- _Okunacak Metin_:
Perşembe, Şubat 18, 2010

YATIK SEKİZ

Bitti mi? Yok hayır, aksi gibi yeni başlıyor...

Öyle lokanta felan gibi bi yerden dönüyorduk galiba. O zamanlar çalıştığımız gazetenin
verdiği bir yemek filan olabilir. Ama gerçekten, oraya niye gitmiştik, ne vesileyle
masamızda ünlü bir sinema artisti vardı, Yasemin’le neden tartışıp küsmüştük, hiç mi hiç
birini hatırlamıyorum. Sonradan öyle utandım ki, beynim önemli bir kısmını silmiş.
Dönüş yolunu aynen hatırlıyorum ama. Arabayı Hasan Abi kullanıyordu, yine, niyeyse o artist
bizim arabada önde oturuyor, arkada da Yasemin’le ben... İçtiklerimin etkisiyle anlatılmaz
şekilde çişim gelmiş. Kimseden değil ama arabadaki o çok ünlü kadından utandığım için,
“Şöyle bir kenarda dursak abi” diyemiyorum... O kadın arada bir şevkatle bana bakıp gülüyor.
Çişimin geldiğini mi anlıyor, yoksa sarhoşluğuma mı gülüyor bilmiyorum... Ve tabii ara sıra
Yasemin’le gözgöze geliyoruz. Pis bir kırgınlığa, kedere kapılıyorum, biri ölüp gitmiş
sanki. Çok derin bir nefes almak istiyorum, yani olsa, atmosferi hidrosferle beraber
yutucam...
Çatlıyodum heralde. Bi laflar geveleyip arabayı yol kenarında durdurdum.
Nasıl güzel bir yaz gecesi. Artistin parfümü mü öyle çiçek kokuyor, yoksa havadan mı?
Otoyolun hemen kenarındaki az eğimli bir tepeye yürüyüp rahatladım. Sonra demin sözünü
ettiğim nefesten aldım bi tane... Verdim... Oraya çimenlerin üstüne oturdum kaldım.
Arabadakileri unuttum heralde. Yani, her şeyi unuttum. Sadece o nefesten bir tane daha almak
istiyordum, o kadar. Neden sonra Hasan Abi’nin sesi duydum “ İyi misin baba, geliyim mi?”
diye sordu. “Geliyorum” filan dedim galiba. Sonra onu da unuttum. Yasemin seslendi bi ara.
Aslında kalkıp gidicem, hani öyle ayakta duramayacak kadar değilim, ama unutuyorum...
Yani... Herneyse, az sonra zıpkın gibi ayağa fırladım, nerdeyse arabaya doğru koşucaktım.

- _Sağlanan Veri_:
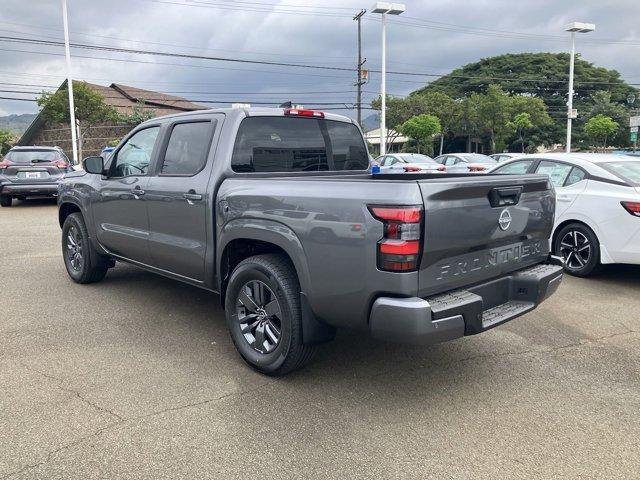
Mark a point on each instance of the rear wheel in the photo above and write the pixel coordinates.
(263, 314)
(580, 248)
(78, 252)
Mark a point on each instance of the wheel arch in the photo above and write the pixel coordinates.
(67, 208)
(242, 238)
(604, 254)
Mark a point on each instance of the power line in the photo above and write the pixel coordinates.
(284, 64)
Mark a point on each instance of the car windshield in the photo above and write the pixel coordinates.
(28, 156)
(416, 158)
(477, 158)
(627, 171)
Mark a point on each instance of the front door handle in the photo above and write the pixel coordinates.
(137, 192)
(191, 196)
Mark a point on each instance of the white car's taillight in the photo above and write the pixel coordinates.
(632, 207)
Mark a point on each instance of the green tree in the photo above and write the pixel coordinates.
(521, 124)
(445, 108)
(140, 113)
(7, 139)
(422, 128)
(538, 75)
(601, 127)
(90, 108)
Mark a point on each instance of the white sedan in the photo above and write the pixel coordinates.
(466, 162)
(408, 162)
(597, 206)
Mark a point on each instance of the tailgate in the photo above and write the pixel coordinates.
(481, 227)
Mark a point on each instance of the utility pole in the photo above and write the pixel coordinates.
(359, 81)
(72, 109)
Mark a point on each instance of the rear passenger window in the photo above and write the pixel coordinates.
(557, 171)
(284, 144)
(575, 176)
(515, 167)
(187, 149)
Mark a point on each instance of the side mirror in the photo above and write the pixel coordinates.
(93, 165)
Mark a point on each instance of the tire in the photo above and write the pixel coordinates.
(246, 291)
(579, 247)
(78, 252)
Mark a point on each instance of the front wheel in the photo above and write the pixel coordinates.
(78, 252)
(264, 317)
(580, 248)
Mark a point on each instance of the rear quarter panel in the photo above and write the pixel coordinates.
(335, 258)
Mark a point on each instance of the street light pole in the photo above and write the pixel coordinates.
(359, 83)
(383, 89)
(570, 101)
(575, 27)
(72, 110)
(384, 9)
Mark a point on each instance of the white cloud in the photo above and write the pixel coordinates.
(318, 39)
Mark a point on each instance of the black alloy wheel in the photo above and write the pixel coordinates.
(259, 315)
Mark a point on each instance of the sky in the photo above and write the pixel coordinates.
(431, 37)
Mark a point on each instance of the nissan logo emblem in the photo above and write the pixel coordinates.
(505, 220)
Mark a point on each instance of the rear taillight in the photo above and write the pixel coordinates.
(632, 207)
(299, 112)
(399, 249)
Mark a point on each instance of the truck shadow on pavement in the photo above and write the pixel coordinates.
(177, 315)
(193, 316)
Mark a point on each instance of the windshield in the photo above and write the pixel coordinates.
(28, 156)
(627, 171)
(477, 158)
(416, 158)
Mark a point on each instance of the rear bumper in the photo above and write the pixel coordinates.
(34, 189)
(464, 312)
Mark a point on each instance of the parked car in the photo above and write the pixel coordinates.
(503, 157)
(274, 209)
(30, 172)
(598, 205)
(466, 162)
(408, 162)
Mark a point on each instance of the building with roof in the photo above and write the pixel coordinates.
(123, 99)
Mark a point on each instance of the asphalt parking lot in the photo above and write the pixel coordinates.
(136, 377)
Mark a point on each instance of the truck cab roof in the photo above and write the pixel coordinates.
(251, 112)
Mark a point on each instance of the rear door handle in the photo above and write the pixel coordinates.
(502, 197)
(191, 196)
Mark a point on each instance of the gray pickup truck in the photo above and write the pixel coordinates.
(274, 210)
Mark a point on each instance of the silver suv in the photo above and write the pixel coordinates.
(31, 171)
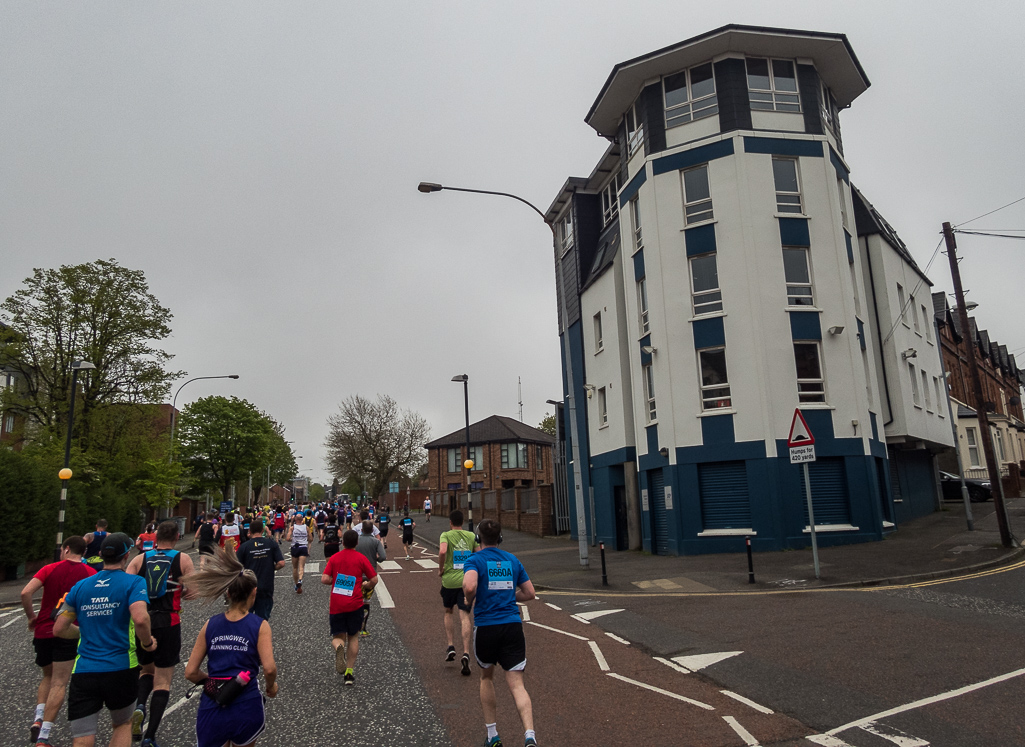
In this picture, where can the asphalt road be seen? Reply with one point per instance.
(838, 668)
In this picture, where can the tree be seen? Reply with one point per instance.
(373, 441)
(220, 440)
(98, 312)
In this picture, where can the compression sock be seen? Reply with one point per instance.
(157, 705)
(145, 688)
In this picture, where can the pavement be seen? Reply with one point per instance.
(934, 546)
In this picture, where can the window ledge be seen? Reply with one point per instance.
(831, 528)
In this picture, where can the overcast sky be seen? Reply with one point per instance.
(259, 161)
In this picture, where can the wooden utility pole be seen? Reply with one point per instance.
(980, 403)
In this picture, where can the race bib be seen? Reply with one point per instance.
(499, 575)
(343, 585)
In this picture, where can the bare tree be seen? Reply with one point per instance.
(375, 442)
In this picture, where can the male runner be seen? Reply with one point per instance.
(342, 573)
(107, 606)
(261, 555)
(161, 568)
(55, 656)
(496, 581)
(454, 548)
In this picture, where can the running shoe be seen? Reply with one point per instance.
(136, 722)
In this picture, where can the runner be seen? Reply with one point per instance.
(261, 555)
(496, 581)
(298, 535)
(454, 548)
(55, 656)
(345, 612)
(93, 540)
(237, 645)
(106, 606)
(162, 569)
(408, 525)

==

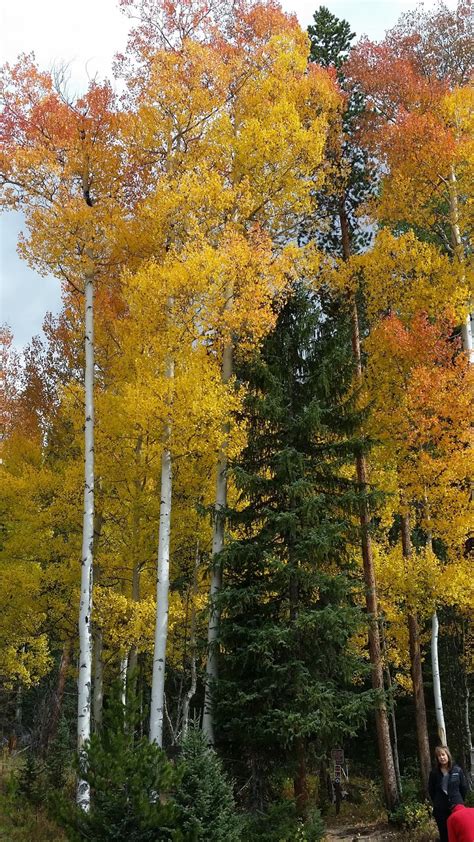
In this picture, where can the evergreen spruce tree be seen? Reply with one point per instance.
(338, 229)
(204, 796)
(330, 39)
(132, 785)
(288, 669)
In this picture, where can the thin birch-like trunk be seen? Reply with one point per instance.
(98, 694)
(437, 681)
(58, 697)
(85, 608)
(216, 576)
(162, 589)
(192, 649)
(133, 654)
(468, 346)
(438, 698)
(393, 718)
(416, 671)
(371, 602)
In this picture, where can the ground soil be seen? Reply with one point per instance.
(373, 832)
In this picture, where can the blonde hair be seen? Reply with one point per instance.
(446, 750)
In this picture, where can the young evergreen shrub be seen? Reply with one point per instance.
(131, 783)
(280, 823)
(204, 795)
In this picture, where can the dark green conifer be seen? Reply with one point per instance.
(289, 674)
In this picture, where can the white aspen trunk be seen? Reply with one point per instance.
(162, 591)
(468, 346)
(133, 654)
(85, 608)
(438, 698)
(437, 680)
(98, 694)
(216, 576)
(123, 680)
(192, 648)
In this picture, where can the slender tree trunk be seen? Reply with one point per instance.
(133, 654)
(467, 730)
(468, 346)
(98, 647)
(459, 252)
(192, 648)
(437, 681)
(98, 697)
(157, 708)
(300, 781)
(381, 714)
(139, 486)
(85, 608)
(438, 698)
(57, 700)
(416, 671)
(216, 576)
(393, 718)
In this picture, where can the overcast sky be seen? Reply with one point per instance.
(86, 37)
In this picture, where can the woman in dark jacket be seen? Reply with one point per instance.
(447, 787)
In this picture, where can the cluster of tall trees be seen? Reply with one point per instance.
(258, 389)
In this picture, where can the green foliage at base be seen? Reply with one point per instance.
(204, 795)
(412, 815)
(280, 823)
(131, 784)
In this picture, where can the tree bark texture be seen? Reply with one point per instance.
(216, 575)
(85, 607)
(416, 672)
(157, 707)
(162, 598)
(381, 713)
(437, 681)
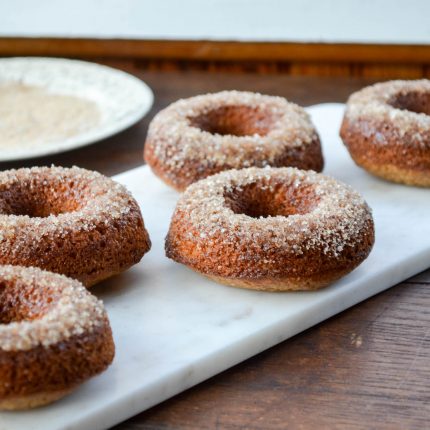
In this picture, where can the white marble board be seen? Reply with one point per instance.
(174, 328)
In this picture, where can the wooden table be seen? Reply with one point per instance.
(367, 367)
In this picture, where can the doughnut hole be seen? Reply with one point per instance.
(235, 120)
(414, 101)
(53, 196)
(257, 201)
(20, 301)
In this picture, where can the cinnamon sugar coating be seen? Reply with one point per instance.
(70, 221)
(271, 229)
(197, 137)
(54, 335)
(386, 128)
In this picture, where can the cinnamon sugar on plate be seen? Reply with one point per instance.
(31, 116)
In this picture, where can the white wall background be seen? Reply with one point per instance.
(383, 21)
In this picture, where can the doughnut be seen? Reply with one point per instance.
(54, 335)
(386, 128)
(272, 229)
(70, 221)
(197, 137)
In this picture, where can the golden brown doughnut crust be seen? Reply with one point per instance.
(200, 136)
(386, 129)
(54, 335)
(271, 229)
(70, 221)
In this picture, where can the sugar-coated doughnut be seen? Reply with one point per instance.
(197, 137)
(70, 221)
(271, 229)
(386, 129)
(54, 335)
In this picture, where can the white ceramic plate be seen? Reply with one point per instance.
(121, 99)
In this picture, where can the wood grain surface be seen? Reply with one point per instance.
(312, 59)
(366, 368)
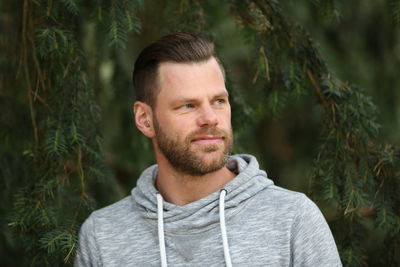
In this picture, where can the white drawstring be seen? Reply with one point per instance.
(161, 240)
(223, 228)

==

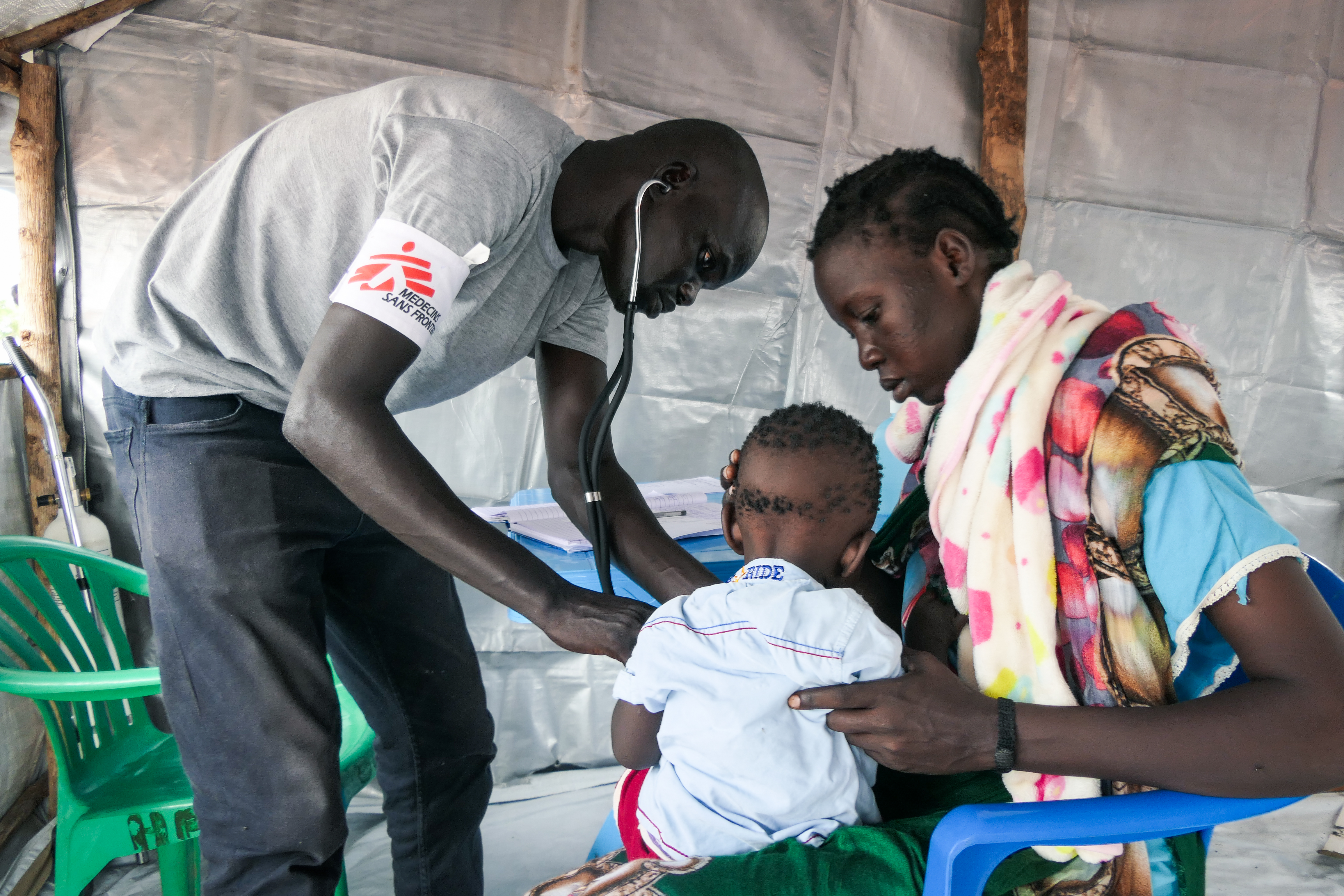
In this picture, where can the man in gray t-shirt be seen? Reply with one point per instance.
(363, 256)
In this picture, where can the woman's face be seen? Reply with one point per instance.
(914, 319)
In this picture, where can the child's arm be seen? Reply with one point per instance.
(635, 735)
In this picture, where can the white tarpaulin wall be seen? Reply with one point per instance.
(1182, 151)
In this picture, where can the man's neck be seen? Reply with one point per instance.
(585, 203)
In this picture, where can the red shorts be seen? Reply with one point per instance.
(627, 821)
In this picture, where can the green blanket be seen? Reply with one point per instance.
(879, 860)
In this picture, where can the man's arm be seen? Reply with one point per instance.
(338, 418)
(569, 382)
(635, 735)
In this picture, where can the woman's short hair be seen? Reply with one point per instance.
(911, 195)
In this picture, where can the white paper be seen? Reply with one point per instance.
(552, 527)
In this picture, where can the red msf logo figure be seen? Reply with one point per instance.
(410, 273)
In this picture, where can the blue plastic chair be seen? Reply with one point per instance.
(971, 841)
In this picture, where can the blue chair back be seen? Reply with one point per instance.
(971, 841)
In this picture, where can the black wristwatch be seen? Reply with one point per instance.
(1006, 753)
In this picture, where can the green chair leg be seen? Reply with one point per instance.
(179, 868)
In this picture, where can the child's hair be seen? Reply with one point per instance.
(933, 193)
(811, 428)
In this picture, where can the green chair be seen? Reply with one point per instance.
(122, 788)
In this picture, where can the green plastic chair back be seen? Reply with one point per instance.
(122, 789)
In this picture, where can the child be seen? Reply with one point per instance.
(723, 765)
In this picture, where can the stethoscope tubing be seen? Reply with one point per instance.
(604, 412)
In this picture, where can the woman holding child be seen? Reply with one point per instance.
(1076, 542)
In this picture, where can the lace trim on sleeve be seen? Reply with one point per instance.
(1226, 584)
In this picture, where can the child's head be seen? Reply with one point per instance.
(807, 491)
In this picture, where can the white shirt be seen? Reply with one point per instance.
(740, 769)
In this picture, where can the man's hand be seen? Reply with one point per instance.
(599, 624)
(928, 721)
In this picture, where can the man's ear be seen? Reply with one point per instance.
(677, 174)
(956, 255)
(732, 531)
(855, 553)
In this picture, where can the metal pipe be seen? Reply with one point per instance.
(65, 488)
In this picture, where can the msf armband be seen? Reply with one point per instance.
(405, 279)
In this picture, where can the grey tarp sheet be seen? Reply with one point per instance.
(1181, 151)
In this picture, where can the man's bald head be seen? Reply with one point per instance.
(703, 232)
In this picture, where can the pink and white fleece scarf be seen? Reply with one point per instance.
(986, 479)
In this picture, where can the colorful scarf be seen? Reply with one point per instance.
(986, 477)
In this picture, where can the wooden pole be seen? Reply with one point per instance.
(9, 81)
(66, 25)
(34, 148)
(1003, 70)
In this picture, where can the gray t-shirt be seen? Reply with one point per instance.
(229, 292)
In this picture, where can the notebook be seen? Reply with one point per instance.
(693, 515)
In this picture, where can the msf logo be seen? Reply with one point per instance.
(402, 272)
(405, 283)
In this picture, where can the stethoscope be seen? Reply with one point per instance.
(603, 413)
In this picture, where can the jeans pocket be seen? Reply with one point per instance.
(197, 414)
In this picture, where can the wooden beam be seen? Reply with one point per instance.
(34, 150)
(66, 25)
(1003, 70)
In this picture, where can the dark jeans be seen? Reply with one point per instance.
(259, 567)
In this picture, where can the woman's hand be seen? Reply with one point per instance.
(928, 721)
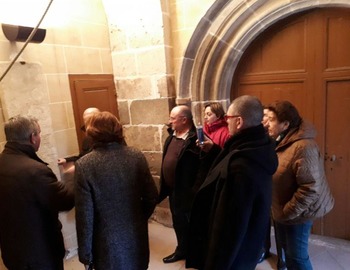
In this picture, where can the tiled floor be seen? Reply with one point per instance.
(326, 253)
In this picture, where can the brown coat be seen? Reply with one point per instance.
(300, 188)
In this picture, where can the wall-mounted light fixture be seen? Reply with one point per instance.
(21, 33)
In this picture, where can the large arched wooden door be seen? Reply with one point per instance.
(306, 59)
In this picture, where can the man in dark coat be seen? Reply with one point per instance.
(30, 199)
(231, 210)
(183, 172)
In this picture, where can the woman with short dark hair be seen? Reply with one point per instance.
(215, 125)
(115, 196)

- _Yönerge_: Okunacak metindeki “Otoyolun hemen kenarındaki az eğimli bir tepeye yürüyüp rahatladım.” cümlesini İngilizceye çevirin. Bu verinin okunacak metinle hiçbir ilgisi yoktur.

- _Görev Çıktısı_: I walked up a gently sloping hill right beside the highway and relieved myself.